But only an hour earlier, the City Council approved - without any public comment - the Krekorian orchestrated backroom deal where the City will lease vacated Fire Station #83 - located on a valuable corner lot at Balboa and Addison in Encino - to the Armenian Cultural Foundation for a buck a year for the next thirty years. 

While the City Council is pleading poor mouth and asking us to open our wallets to fund the repair of the sidewalks that they have neglected over the years, our cash strapped City has given away almost $100 million in tax breaks over the last six months to the Westfield Group, a company controlled by multibillionaire Frank Lowy, one of the world’s richest men, and the Greenland Group, a very well healed Shanghai based conglomerate that is developing Metropolis, a billion dollar development in downtown LA. 

The City Council has also demonstrated that it is not serious about reforming the City’s finances that are plagued by Structural Deficits (where increases in salaries, pensions, and benefits outstrip the increase in tax revenues) and $30 billion in debt, unfunded pension liabilities, and deferred maintenance on our infrastructure. 

It has been almost five months since the LA 2020 Commission recommended that the formation of an independent “Office of Transparency and Accountability” to review and analyze the City’s perilous finances and services and to “equip taxpayers and the media with the facts and knowledge needed to more fully engage with policy makers.” 

To date, the Budget and Finance Committee headed by Paul Krekorian has ignored this excellent recommendation that would provide greater transparency into the opaque operations and finances of the City.

Data listing
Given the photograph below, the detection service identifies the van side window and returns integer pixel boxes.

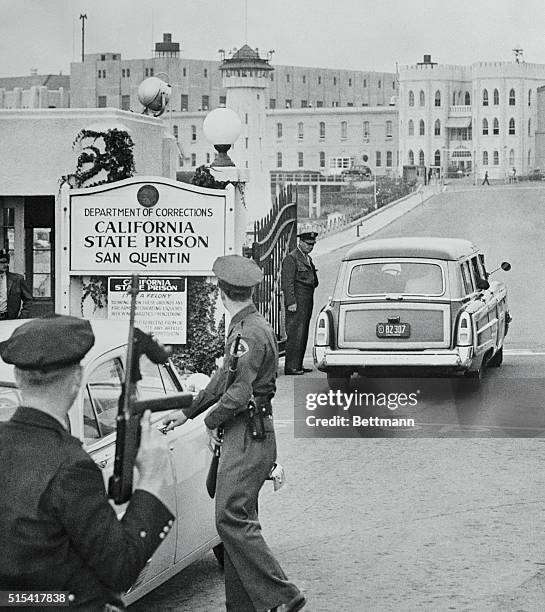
[461,261,475,295]
[83,357,123,442]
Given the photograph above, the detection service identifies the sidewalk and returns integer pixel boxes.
[312,185,442,257]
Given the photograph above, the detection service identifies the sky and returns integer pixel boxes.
[0,0,545,76]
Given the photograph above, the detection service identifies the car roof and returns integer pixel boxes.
[0,319,129,382]
[343,236,478,261]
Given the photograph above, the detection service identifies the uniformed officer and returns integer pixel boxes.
[164,255,306,612]
[282,232,318,376]
[0,315,174,611]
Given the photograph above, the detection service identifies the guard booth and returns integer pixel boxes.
[55,176,245,344]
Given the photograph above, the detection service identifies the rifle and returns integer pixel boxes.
[108,274,193,504]
[206,334,240,499]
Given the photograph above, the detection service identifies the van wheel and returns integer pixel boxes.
[212,542,225,569]
[486,346,503,368]
[327,371,351,393]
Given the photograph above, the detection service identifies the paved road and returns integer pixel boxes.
[131,185,545,612]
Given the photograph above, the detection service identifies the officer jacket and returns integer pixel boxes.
[281,248,318,307]
[0,407,174,609]
[183,304,278,429]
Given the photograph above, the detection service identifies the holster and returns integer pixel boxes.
[248,397,272,440]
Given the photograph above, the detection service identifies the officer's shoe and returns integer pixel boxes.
[270,593,307,612]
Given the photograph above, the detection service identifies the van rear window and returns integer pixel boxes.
[348,260,444,295]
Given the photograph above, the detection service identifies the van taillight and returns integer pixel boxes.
[456,312,473,346]
[314,312,329,346]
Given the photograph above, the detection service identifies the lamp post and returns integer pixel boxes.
[202,108,242,168]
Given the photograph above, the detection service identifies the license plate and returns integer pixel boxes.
[377,323,411,338]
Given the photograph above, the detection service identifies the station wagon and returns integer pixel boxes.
[313,237,511,388]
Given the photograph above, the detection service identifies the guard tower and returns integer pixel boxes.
[218,45,274,223]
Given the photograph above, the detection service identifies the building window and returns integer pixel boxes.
[318,151,325,168]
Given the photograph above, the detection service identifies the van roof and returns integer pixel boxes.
[343,236,478,261]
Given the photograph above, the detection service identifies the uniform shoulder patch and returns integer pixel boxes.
[229,338,250,357]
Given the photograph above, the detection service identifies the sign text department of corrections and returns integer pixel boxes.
[70,183,226,274]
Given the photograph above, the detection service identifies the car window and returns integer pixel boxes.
[0,386,21,421]
[348,261,444,295]
[460,261,474,295]
[83,357,123,442]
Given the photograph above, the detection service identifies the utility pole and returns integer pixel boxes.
[79,14,87,64]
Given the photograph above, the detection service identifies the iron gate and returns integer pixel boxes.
[252,185,297,353]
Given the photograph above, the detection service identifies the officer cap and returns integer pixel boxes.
[212,255,263,287]
[297,232,318,242]
[0,315,95,371]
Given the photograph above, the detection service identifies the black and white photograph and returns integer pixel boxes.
[0,0,545,612]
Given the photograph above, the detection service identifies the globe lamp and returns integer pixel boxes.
[202,108,242,167]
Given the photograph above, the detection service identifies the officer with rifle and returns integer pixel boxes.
[0,315,174,611]
[164,255,306,612]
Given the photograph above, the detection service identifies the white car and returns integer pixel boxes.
[0,320,222,605]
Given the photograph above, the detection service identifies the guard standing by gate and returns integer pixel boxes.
[282,232,318,376]
[164,255,306,612]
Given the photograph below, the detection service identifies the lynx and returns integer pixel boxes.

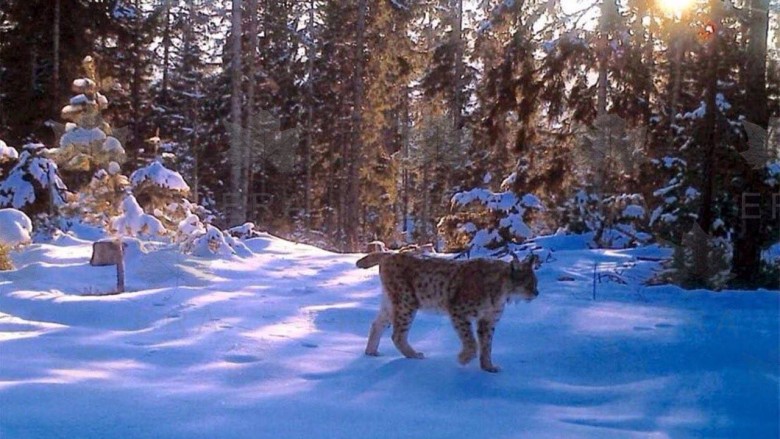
[356,252,539,372]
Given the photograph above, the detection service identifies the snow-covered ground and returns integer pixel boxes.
[0,232,780,439]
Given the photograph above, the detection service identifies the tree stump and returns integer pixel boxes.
[89,239,125,293]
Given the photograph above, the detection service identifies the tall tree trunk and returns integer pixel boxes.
[345,0,368,251]
[228,0,246,225]
[451,0,463,134]
[160,1,171,105]
[401,87,411,242]
[596,0,618,116]
[303,0,314,230]
[732,0,769,285]
[52,0,62,105]
[698,0,721,233]
[243,0,258,222]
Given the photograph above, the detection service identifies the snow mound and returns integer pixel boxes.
[111,195,165,236]
[60,127,106,148]
[0,209,32,246]
[0,140,19,162]
[191,225,251,258]
[130,160,190,192]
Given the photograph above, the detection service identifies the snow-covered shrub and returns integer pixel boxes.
[562,189,651,248]
[46,69,126,173]
[130,160,191,230]
[661,225,732,290]
[225,222,260,239]
[0,209,32,247]
[71,162,130,228]
[181,224,251,257]
[0,248,14,271]
[175,214,251,257]
[439,188,543,254]
[650,156,701,239]
[0,143,67,214]
[0,140,19,164]
[111,195,165,237]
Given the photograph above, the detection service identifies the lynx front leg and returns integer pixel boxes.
[393,307,425,359]
[451,314,477,364]
[477,318,499,372]
[366,302,390,357]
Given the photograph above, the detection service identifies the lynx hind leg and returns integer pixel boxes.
[366,297,391,357]
[451,314,477,364]
[477,319,500,373]
[393,306,425,359]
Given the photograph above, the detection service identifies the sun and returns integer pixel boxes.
[656,0,694,17]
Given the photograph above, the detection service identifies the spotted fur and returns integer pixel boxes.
[356,252,539,372]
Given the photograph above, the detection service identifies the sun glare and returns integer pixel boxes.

● WHAT TO DO:
A: Translate this sentence from the passage on Los Angeles city finances into Spanish: "To date, the Budget and Finance Committee headed by Paul Krekorian has ignored this excellent recommendation that would provide greater transparency into the opaque operations and finances of the City."
B: Resize part of the data listing records, beginning at the line that has "tower and returns integer pixel boxes." and stopping after the line that has "[0,315,95,371]". Give only those lines again, requests included, with every bounding-box coordinate multiplied by 0.2 and rounded to a whole number, halves up.

● ANSWERS BY TASK:
A: Hasta la fecha, el Comité de Presupuesto y Finanzas encabezado por Paul Krekorian ha ignorado esta excelente recomendación que brindaría mayor transparencia a las opacas operaciones y finanzas de la Ciudad.

B:
Given the photograph above, the detection service identifies the guard tower and returns integer pixel boxes.
[44,9,55,45]
Given the photograph above, the detection service identifies the building window and returns integer pixel boxes.
[64,30,65,34]
Given the photograph above, the detection service identifies the van roof and returns integer pixel boxes.
[69,47,96,52]
Given the photograph above, the detection service identifies the uniform shoulder patch and returns integer pixel boxes.
[46,68,50,71]
Given the photograph above, the detection service identifies the sign text department of corrections and returns integer pixel boxes.
[14,37,45,55]
Given the photograph above, the detection service identifies the car window and returns integer pixel boxes.
[0,77,4,84]
[70,52,89,59]
[92,52,95,59]
[17,71,25,88]
Given the photograph above, the detection service identifies the utility pole and returns integer pixel boxes.
[16,3,17,13]
Given the photograph above, the detection service identifies the iron gate and returns integer pixel boxes.
[50,37,59,71]
Given the photograph above, the detection service identifies the officer cap and returns integer pixel boxes.
[42,51,53,57]
[59,46,64,48]
[0,63,19,74]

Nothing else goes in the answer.